[Excerpts from a location annotation dataset]

>> START

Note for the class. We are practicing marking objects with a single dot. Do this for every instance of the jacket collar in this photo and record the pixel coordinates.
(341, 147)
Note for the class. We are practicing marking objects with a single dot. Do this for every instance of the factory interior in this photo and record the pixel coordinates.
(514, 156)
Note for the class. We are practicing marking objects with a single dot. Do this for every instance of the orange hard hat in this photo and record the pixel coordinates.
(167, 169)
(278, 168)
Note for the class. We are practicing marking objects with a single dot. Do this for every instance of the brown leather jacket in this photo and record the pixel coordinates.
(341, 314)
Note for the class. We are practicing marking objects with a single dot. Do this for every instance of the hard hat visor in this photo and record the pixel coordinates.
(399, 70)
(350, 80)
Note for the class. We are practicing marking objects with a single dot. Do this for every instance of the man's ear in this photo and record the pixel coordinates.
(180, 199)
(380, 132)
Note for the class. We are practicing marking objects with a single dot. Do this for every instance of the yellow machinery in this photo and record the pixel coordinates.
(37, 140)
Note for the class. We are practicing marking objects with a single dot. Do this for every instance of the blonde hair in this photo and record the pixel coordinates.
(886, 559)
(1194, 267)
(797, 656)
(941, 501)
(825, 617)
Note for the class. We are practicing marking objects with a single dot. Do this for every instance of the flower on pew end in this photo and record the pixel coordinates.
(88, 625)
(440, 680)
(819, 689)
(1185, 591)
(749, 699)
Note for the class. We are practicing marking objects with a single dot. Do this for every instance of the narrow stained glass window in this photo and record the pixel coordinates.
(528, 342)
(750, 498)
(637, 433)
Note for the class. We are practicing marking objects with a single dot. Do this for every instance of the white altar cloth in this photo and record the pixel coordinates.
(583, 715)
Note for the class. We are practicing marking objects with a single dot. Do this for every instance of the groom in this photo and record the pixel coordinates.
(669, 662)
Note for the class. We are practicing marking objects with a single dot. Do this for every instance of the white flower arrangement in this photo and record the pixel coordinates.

>> END
>> START

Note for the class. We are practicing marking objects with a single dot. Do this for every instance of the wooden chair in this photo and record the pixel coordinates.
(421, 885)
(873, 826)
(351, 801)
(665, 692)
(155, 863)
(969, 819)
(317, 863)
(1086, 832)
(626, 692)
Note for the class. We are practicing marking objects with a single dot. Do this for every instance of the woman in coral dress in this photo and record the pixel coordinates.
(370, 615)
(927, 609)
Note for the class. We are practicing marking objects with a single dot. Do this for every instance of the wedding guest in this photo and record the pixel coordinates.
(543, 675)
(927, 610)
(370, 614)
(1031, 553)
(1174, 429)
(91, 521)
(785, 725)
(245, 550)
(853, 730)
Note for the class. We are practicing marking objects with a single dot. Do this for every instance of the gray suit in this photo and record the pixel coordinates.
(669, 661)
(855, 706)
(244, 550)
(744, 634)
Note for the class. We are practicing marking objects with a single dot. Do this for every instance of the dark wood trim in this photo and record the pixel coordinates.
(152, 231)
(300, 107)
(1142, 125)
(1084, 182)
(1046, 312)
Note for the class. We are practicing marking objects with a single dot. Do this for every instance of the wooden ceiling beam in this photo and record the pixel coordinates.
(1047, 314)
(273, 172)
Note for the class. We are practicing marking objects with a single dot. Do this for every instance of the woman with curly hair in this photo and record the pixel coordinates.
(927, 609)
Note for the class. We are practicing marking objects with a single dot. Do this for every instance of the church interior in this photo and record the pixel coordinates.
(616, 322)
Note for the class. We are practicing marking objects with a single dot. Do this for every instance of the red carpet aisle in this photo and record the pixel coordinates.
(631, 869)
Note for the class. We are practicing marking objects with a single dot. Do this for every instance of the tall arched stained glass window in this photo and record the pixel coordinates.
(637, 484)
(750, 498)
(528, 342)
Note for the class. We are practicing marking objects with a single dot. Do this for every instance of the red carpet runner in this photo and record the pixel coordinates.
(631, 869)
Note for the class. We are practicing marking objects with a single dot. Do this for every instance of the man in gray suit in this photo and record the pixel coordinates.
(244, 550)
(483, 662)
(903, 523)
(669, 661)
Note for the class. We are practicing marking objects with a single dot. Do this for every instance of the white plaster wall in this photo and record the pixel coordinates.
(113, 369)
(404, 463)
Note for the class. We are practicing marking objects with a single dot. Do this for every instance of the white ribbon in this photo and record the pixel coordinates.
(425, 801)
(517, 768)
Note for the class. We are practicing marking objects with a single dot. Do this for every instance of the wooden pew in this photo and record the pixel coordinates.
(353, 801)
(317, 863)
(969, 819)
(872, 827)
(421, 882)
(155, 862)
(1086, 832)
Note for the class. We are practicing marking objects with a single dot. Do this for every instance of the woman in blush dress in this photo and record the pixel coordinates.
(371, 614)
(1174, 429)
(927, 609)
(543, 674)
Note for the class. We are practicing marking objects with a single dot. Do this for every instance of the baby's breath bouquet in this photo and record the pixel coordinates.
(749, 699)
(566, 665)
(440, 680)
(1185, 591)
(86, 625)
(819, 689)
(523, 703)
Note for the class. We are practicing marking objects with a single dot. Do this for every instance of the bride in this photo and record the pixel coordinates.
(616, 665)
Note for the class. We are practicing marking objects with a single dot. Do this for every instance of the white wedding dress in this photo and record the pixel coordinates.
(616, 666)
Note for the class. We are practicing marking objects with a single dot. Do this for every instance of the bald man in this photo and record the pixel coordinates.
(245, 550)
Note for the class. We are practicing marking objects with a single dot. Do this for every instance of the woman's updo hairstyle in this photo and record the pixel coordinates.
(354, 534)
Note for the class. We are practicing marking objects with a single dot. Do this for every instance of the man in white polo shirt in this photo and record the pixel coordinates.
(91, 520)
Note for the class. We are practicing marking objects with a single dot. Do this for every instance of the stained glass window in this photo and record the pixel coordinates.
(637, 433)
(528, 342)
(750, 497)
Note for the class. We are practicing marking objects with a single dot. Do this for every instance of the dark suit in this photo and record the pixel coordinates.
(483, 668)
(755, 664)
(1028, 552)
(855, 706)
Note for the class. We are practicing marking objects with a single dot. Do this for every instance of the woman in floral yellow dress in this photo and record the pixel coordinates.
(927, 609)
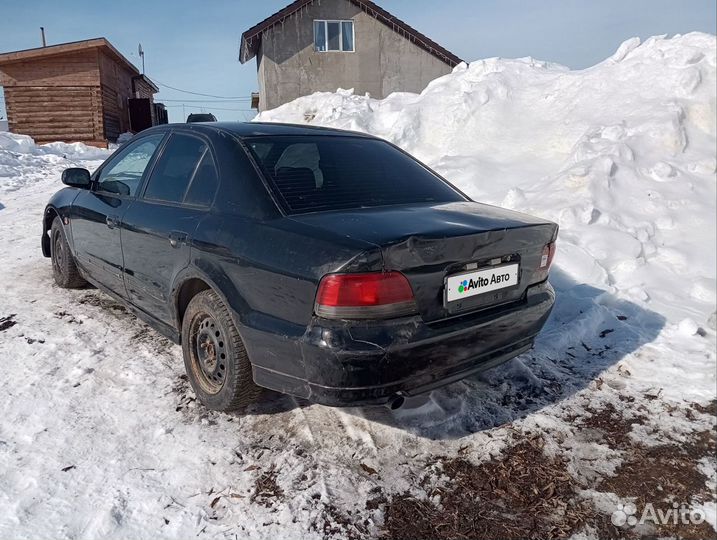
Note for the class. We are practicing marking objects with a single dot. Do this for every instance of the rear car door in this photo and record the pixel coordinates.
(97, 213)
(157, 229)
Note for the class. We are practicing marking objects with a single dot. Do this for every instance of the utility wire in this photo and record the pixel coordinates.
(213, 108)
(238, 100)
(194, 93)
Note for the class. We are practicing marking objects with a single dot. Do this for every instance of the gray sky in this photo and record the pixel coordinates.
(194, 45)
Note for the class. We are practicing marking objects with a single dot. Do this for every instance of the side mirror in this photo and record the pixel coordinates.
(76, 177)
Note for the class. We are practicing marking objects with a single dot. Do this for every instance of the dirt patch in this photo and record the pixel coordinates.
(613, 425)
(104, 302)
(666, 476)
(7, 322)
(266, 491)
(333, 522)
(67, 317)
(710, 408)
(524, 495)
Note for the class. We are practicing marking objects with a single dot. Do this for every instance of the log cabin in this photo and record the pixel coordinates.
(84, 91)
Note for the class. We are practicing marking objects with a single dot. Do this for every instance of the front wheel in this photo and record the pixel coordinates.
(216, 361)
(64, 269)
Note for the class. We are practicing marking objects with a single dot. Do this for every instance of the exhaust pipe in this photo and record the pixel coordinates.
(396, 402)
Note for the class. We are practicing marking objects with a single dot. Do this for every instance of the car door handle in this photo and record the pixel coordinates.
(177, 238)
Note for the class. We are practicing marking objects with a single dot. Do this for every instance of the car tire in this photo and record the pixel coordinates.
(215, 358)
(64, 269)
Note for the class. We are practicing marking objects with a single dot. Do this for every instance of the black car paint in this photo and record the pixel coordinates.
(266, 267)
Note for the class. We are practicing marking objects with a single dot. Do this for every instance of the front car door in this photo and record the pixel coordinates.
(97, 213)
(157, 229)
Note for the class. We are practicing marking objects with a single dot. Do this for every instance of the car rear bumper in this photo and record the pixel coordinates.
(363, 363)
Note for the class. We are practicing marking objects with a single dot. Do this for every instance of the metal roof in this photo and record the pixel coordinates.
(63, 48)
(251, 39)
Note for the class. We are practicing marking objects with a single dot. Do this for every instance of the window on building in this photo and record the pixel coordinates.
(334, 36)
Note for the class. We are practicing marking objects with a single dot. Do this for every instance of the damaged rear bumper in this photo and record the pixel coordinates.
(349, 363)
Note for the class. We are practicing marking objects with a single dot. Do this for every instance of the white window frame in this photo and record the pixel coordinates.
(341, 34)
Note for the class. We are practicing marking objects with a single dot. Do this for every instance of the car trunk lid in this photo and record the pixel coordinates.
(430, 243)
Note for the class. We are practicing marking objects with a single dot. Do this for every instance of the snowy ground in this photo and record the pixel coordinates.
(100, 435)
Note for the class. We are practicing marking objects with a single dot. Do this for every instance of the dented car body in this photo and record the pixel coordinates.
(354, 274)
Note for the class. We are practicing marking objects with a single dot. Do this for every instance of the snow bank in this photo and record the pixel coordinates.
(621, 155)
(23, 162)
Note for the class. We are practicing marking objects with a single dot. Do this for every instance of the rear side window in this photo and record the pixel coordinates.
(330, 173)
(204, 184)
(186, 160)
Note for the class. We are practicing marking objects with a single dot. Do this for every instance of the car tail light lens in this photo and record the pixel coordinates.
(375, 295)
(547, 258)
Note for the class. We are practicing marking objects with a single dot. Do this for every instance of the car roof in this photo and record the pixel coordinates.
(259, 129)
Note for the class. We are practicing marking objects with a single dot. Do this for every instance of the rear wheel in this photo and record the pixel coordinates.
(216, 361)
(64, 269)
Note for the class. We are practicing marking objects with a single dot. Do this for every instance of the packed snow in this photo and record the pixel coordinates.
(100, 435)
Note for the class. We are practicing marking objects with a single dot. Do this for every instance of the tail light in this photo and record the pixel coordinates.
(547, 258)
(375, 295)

>> END
>> START

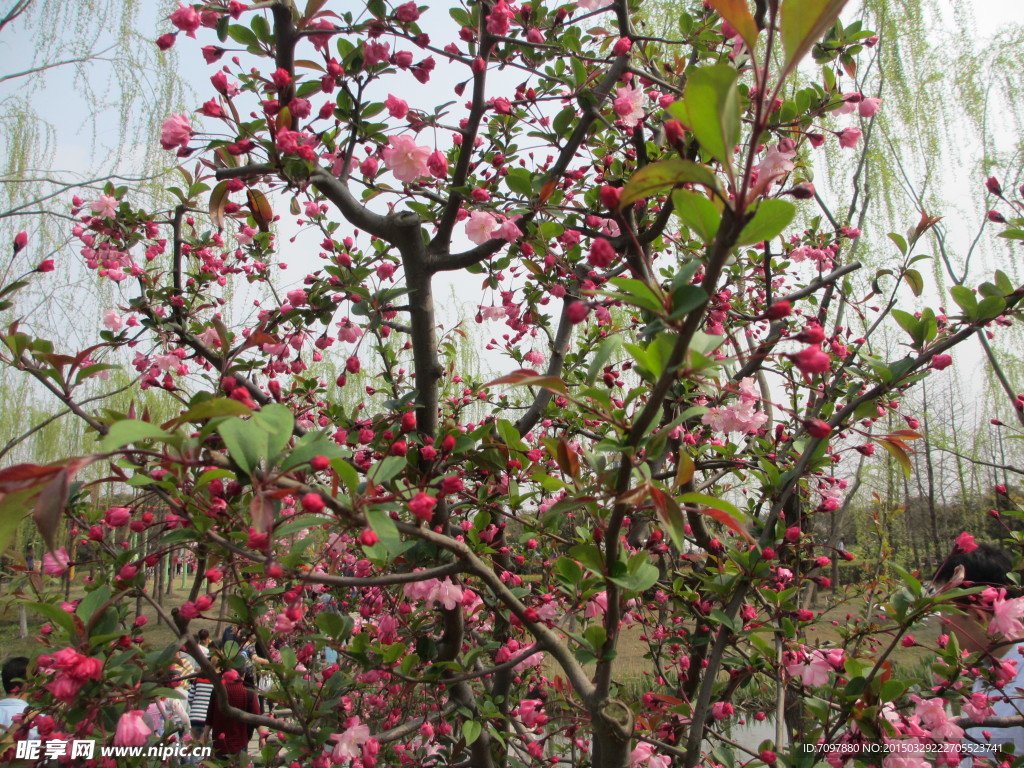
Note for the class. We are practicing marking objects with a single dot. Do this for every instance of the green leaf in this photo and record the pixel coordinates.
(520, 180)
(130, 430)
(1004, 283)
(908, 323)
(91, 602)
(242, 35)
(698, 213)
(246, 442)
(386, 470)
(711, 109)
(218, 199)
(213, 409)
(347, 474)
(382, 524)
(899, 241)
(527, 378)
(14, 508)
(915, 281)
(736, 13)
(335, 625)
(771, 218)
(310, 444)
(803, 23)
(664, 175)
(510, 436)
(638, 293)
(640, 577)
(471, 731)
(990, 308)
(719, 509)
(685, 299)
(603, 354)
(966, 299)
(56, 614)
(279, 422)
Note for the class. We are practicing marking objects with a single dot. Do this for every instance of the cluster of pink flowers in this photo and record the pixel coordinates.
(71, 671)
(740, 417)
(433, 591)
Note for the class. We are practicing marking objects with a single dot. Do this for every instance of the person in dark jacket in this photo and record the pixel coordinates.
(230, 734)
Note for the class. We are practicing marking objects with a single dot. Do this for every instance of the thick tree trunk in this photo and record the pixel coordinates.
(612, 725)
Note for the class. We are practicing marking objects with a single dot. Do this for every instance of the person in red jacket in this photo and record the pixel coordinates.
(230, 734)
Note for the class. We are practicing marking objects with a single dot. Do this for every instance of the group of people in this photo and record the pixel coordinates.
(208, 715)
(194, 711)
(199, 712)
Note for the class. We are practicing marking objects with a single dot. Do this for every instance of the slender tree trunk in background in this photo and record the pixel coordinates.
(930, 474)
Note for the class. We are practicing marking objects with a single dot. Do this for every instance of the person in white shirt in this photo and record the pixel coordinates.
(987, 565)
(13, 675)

>> END

• [Work to do] Count the lines above that contain the string "visor", with case taken into account, and give only the number.

• [Written answer] 1